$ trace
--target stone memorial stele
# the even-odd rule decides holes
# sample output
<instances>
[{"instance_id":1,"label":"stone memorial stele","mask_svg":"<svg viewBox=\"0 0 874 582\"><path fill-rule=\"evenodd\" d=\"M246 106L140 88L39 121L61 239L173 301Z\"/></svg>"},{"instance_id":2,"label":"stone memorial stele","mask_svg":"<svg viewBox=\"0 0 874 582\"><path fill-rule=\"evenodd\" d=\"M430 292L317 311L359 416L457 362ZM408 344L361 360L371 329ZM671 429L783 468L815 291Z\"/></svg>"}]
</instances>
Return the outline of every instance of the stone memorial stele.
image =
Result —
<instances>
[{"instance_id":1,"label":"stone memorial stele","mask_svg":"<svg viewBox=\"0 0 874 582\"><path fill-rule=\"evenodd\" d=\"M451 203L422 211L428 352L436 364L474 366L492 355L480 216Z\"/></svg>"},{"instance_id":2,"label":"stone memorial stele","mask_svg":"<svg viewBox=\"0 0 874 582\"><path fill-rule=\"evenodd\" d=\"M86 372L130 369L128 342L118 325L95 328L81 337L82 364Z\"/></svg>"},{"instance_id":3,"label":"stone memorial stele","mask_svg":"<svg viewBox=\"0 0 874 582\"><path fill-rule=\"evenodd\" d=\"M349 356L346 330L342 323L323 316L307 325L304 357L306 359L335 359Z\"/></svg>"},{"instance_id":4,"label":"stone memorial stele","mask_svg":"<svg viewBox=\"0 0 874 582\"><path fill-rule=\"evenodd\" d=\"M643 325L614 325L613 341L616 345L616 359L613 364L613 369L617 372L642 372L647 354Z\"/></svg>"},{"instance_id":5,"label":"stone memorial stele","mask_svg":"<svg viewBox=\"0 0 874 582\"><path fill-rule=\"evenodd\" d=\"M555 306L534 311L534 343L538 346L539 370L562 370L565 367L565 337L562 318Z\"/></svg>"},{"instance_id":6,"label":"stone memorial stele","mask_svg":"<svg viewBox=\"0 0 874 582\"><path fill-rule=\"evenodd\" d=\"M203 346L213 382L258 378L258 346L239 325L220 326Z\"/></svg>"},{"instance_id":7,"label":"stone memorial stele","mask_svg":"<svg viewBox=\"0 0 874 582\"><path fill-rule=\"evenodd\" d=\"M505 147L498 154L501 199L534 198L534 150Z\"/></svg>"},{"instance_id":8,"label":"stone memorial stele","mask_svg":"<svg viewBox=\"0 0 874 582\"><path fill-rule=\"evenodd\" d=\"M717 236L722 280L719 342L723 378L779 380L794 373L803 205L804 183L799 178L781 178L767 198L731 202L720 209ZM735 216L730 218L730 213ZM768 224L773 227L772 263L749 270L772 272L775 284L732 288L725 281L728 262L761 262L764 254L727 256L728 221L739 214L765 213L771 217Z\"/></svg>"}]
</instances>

• • •

• _Exercise instructions_
Rewrite all of the data above as a numbered list, one line per item, and leave out any blank lines.

• _Task response_
1. $ trace
2. --target stone memorial stele
3. # the even-odd rule decides holes
4. # sample output
5. <instances>
6. [{"instance_id":1,"label":"stone memorial stele","mask_svg":"<svg viewBox=\"0 0 874 582\"><path fill-rule=\"evenodd\" d=\"M246 106L140 88L39 121L61 239L173 301Z\"/></svg>"},{"instance_id":2,"label":"stone memorial stele","mask_svg":"<svg viewBox=\"0 0 874 582\"><path fill-rule=\"evenodd\" d=\"M430 292L317 311L359 416L457 362ZM408 344L361 360L371 329ZM671 429L783 468L815 291Z\"/></svg>"}]
7. </instances>
8. Return the outline of every instance of the stone memorial stele.
9. image =
10. Result —
11. <instances>
12. [{"instance_id":1,"label":"stone memorial stele","mask_svg":"<svg viewBox=\"0 0 874 582\"><path fill-rule=\"evenodd\" d=\"M451 203L422 211L428 352L436 364L474 366L492 355L480 216Z\"/></svg>"},{"instance_id":2,"label":"stone memorial stele","mask_svg":"<svg viewBox=\"0 0 874 582\"><path fill-rule=\"evenodd\" d=\"M86 372L130 369L128 342L118 325L95 328L81 337L82 364Z\"/></svg>"},{"instance_id":3,"label":"stone memorial stele","mask_svg":"<svg viewBox=\"0 0 874 582\"><path fill-rule=\"evenodd\" d=\"M349 356L346 330L342 323L323 316L307 325L304 357L306 359L335 359Z\"/></svg>"},{"instance_id":4,"label":"stone memorial stele","mask_svg":"<svg viewBox=\"0 0 874 582\"><path fill-rule=\"evenodd\" d=\"M643 325L614 325L613 341L616 345L616 359L613 364L613 369L617 372L642 372L647 354Z\"/></svg>"},{"instance_id":5,"label":"stone memorial stele","mask_svg":"<svg viewBox=\"0 0 874 582\"><path fill-rule=\"evenodd\" d=\"M555 306L534 311L534 343L538 346L539 370L562 370L565 367L565 337L562 318Z\"/></svg>"},{"instance_id":6,"label":"stone memorial stele","mask_svg":"<svg viewBox=\"0 0 874 582\"><path fill-rule=\"evenodd\" d=\"M203 346L213 382L258 378L258 346L239 325L220 326Z\"/></svg>"},{"instance_id":7,"label":"stone memorial stele","mask_svg":"<svg viewBox=\"0 0 874 582\"><path fill-rule=\"evenodd\" d=\"M505 147L498 154L501 199L534 198L534 150Z\"/></svg>"},{"instance_id":8,"label":"stone memorial stele","mask_svg":"<svg viewBox=\"0 0 874 582\"><path fill-rule=\"evenodd\" d=\"M717 236L722 280L719 342L723 378L779 380L794 373L803 205L804 183L799 178L781 178L767 198L731 202L720 209ZM735 216L730 218L730 213ZM768 224L773 227L772 263L749 270L772 272L775 284L732 288L725 281L728 262L761 262L764 254L727 256L728 221L739 214L765 213L771 217Z\"/></svg>"}]
13. </instances>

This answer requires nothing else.